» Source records

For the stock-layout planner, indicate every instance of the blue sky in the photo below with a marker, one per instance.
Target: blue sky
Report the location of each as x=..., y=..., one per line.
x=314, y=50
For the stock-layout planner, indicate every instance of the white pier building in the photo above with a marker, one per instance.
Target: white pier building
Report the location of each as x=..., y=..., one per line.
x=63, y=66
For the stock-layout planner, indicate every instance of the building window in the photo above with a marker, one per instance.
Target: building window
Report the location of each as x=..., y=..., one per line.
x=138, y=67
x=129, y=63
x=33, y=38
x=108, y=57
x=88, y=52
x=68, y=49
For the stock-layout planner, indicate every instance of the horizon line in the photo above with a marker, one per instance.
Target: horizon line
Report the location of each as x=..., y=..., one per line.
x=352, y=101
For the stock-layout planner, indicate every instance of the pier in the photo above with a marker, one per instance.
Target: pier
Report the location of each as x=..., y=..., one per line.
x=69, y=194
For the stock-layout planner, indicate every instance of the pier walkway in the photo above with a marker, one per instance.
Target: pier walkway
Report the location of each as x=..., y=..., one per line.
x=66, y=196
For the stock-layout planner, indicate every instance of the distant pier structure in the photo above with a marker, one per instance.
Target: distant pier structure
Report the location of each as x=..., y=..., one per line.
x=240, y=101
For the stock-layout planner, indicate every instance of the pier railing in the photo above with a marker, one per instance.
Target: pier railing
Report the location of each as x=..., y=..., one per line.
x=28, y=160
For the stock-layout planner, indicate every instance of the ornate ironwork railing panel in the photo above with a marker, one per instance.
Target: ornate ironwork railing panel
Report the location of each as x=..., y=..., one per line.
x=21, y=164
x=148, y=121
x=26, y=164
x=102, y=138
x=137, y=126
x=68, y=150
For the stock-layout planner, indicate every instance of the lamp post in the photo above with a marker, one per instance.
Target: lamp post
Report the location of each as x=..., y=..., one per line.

» Aim of the task
The output consists solely of the lines from the line that contains "of the lamp" through the final line of the data.

» Task output
For the stock-layout planner, indicate every instance of the lamp post in the photo above with a marker, one per instance.
Target: lamp post
Report the location of each as x=..., y=..., one per line.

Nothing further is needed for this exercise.